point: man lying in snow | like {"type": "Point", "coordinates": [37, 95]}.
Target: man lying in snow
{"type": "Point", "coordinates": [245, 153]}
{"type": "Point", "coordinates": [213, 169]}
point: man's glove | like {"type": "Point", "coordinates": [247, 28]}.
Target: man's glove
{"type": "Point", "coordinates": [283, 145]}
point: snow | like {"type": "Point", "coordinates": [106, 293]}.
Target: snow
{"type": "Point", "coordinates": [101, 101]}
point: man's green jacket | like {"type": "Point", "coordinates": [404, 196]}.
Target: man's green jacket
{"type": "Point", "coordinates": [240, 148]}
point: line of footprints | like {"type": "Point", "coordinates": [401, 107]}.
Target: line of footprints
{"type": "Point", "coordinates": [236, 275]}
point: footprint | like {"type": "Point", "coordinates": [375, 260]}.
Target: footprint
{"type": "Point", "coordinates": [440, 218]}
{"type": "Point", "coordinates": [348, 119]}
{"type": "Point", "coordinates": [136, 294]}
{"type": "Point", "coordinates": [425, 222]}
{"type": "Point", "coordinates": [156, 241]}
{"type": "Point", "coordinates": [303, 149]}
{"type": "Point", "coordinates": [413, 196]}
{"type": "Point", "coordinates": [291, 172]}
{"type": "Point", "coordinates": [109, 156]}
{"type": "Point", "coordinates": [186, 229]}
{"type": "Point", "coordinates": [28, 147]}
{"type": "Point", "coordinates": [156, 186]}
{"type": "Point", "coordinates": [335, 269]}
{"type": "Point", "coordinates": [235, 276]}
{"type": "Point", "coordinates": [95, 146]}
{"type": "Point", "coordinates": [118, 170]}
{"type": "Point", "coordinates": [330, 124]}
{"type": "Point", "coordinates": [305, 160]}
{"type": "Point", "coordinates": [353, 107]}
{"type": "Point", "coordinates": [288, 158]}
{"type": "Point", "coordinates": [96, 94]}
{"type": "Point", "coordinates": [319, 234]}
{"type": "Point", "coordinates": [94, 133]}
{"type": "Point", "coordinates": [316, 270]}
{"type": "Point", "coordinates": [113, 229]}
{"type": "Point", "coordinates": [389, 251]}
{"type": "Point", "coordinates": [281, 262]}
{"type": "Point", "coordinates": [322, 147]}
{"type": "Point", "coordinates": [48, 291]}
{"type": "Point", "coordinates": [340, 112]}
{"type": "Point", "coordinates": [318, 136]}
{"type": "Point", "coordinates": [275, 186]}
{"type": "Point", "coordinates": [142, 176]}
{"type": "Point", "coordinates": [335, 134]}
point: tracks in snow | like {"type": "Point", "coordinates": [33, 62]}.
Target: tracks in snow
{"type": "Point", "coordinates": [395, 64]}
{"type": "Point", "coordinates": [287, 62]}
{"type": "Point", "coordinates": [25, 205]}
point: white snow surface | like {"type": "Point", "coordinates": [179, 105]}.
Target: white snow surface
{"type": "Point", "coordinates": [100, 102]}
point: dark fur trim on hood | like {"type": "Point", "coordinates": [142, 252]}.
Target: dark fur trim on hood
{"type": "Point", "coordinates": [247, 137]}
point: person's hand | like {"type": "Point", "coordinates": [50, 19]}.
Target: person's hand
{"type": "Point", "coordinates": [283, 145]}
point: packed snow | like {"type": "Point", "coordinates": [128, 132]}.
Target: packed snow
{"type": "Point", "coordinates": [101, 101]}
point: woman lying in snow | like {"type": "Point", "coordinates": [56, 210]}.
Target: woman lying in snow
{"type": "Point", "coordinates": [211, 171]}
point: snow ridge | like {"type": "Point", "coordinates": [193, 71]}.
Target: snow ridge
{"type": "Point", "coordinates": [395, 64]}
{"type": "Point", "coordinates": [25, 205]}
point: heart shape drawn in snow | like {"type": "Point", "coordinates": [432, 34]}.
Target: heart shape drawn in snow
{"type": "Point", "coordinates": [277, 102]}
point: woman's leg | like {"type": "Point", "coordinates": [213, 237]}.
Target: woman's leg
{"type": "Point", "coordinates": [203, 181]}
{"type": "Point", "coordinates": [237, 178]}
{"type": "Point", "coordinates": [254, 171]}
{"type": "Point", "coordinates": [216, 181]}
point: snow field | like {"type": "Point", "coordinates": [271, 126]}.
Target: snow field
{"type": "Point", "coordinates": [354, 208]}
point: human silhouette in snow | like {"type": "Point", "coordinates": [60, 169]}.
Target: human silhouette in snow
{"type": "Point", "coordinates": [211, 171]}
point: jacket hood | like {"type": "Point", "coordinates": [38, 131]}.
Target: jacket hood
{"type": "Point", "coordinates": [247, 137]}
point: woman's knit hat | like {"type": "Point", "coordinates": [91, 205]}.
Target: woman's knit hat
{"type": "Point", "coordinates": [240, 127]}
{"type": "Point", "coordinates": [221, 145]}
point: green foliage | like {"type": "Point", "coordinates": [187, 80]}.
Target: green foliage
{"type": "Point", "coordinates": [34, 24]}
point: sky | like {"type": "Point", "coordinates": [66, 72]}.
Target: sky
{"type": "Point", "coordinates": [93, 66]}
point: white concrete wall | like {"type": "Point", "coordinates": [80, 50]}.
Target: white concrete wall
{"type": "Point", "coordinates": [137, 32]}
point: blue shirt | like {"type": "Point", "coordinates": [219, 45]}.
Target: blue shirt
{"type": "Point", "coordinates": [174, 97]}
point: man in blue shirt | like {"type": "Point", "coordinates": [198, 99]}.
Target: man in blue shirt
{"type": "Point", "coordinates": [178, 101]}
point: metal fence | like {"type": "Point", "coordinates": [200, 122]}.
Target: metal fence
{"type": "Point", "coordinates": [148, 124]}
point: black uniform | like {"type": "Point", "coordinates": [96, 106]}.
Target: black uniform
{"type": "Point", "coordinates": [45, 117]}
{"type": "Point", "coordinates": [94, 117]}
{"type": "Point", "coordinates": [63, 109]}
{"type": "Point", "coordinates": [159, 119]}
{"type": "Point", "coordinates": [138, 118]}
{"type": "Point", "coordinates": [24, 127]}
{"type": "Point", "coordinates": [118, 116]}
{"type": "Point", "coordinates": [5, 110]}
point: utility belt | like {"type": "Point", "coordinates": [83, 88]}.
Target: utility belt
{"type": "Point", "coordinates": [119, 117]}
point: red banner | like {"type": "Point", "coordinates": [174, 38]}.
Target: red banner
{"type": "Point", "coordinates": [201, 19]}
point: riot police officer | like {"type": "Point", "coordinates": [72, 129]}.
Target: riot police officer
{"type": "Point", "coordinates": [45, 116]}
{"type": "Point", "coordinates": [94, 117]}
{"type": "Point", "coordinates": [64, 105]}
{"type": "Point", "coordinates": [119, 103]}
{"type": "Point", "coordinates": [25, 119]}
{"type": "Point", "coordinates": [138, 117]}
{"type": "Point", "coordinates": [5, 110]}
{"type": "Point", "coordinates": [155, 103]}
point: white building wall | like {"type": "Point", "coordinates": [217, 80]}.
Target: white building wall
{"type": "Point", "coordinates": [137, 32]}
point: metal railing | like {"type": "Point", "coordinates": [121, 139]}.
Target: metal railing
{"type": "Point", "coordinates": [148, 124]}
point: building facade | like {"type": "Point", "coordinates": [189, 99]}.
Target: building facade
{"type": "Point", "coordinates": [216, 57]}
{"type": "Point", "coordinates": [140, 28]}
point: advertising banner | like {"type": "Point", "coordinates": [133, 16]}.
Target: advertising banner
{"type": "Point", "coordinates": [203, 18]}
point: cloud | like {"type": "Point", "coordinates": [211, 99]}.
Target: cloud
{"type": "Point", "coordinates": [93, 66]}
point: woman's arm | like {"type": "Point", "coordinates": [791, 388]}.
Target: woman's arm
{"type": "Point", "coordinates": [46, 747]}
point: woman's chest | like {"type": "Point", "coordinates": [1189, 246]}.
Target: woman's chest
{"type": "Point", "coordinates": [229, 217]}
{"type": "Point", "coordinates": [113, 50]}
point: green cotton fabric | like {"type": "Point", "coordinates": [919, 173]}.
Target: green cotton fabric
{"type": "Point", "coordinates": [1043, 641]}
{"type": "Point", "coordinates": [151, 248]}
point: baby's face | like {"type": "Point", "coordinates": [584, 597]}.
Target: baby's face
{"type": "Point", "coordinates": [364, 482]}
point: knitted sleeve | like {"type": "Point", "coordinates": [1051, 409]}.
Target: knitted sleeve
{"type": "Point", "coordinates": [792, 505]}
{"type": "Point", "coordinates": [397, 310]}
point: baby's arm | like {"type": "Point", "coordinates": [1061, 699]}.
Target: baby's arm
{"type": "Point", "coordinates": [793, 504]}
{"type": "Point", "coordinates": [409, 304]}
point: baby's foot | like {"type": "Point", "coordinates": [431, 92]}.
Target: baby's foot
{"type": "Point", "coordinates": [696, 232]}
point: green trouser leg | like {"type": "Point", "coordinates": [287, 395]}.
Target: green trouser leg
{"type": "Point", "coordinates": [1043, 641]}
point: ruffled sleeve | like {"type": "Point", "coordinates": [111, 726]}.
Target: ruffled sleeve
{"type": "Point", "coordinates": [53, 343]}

AIM OF THE EXERCISE => Repeat only what runs from the line holding "point: building facade" to the end of the data, keeping every line exactly as written, first and last included.

OUTPUT FOR THIS TASK =>
point: building facade | like {"type": "Point", "coordinates": [189, 99]}.
Target: building facade
{"type": "Point", "coordinates": [216, 57]}
{"type": "Point", "coordinates": [140, 28]}
point: advertising banner | like {"type": "Point", "coordinates": [133, 16]}.
Target: advertising banner
{"type": "Point", "coordinates": [203, 18]}
point: cloud | like {"type": "Point", "coordinates": [211, 99]}.
Target: cloud
{"type": "Point", "coordinates": [93, 66]}
point: woman's arm | like {"type": "Point", "coordinates": [791, 388]}.
Target: woman's arm
{"type": "Point", "coordinates": [46, 747]}
point: woman's chest | like {"type": "Point", "coordinates": [1189, 246]}.
Target: woman's chest
{"type": "Point", "coordinates": [229, 217]}
{"type": "Point", "coordinates": [113, 50]}
point: green cotton fabric | like {"type": "Point", "coordinates": [919, 173]}.
Target: green cotton fabric
{"type": "Point", "coordinates": [1043, 641]}
{"type": "Point", "coordinates": [151, 248]}
point: baby's face | like {"type": "Point", "coordinates": [584, 597]}.
Target: baby's face
{"type": "Point", "coordinates": [364, 482]}
point: knitted sleeve | like {"type": "Point", "coordinates": [1051, 409]}.
Target: knitted sleeve
{"type": "Point", "coordinates": [792, 505]}
{"type": "Point", "coordinates": [397, 310]}
point: baby's arm | like {"type": "Point", "coordinates": [1061, 699]}.
Target: baby's arm
{"type": "Point", "coordinates": [793, 504]}
{"type": "Point", "coordinates": [409, 304]}
point: baby's foot | like {"type": "Point", "coordinates": [431, 92]}.
Target: baby's foot
{"type": "Point", "coordinates": [696, 232]}
point: green trouser leg | like {"type": "Point", "coordinates": [287, 395]}.
Target: green trouser leg
{"type": "Point", "coordinates": [1043, 641]}
point: ruffled sleeve | like {"type": "Point", "coordinates": [111, 726]}.
Target: ruffled sleeve
{"type": "Point", "coordinates": [53, 343]}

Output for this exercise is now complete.